▸ **Selected extract**
Stocks edge higher on cautious optimism, oil falls and the Japanese yen tumbles.
- Dow futures +0.23% at 34930
- S&P futures +0.3% at 4554
- Nasdaq futures +0.3% at 14800
- FTSE +0.2% at 7532
- Dax +1.5% at 14600
- Euro Stoxx +1.2% at 3945
Are more sanctions coming?
US futures are edging modestly higher in a quiet start in what is set to be a busy week with both US inflation data and jobs figures under the spotlight.
Wall Street is building on gains from last week, with the S&P now trading above where it was Russia invaded Ukraine and despite the Fed sounding increasingly more hawkish.
Russia and Ukraine are to meet for further peace talks in Turkey this week. Ukraine has said that it is willing to accept neutrality. Meanwhile, the Biden administration continues to backtrack on Biden’s comments, insisting that he is not calling for a regime change.
In addition to the latest Ukraine crisis developments, investors will continue to mull over the strength of the US economy and rising inflation. While there is no data due to be released today, there is plenty of data this week with both inflation numbers by way of the PCE index and labor market data from the non-farm payroll.
Falling oil prices is also helping sentiment as Shanghai goes into lockdown.
In corporate news:
Apple is falling pre-market after reports that it will cut iPhone and AirPod production on an expected slowdown in demand, due to the Ukraine crisis and surging inflation.
Tesla is also under the spotlight after the EV market said that it would ask its shareholders to vote at its annual meeting to enable a stock split.

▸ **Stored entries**
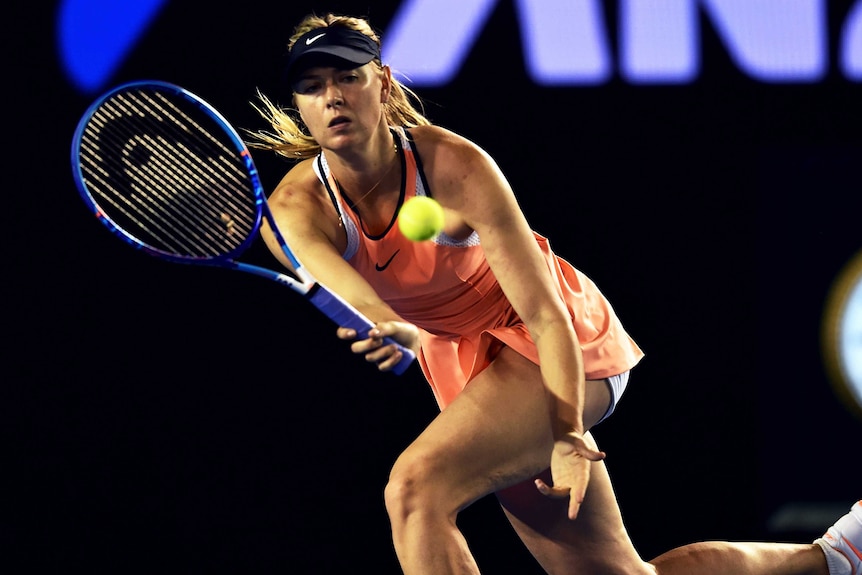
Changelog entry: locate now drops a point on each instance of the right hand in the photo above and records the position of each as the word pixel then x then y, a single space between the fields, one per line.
pixel 374 348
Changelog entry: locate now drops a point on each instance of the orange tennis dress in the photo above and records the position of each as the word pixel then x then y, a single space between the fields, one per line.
pixel 446 288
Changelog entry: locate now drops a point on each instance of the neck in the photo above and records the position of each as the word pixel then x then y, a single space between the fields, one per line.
pixel 366 176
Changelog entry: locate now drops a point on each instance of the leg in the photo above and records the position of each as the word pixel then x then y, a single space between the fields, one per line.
pixel 495 434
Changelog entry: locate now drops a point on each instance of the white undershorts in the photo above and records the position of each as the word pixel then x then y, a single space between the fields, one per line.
pixel 617 385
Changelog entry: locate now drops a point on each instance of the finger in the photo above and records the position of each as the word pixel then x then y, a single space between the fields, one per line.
pixel 390 362
pixel 591 454
pixel 553 492
pixel 346 333
pixel 574 508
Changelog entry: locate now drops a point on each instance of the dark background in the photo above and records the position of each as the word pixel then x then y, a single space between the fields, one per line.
pixel 171 419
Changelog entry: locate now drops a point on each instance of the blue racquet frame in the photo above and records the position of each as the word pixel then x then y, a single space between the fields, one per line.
pixel 160 204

▸ **Exercise aim**
Please continue the stock market report from its last sentence.

▸ **Answer section**
Where next for the Dow Jones?
The Dow Jones extended its rebound from 13350, the early March low, and traded in a holding pattern last week, capped on the upside by the 200 sma at 35000 and on the lower side by the 50 sma at 34300. The RSI is keeping the buyers hopeful of further upside. A move over the 200 sma at 35000 would be significant and could open the door to resistance at 35900 the February high. On the flip side, a fall below 34300, the 50 sma, and 34100, the March 3 low, could negate the near-term upside and send the bears towards 34580, a level which has offered support on several occasions across the past six months .
FX markets USD rises, JPY tumbles
USD is rising, building on gains from last week as treasury yields continue to rise. Expectations of a more hawkish Fed have continued to build after a series of Fed speakers last week.
The Japanese yen trades sharply lower across the board after the BoJ said it would buy an unlimited amount of treasuries at 0.25% to defend the yield curve. The dovish move has seen USDJPY rise to a six-year high above 124.00.
GBP/USD trades lower after BoE’s Andrew Bailey said that the central bank is starting to see evidence of an economic slowdown. He also warned that the inflation shock would still get worse.
- GBP/USD -0.42% at 1.3150
- EUR/USD +0.07% at 1.0990
Oil falls on rising demand fears.
Oil prices are falling steeply on Monday as COVID cases continue to rise in China, the largest importer of oil in the world, and Shanghai goes into lockdown. Shanghai is home to around 25 million people, who have been told to stay at home. Public transport has stopped, and factories have been temporarily closed amid China’s zero COVID policy. Fears over the demand outlook drag on oil.
Despite today’s significant sell-off, the oil prices are still set to rise over 14% across March as the Russian war fuels supply fears. While the US and the UK have applied a ban on Russian oil, the EU, which relies heavily on Russian oil and energy, remains divided over such a move. This helped oil prices fall lower and the start of the week.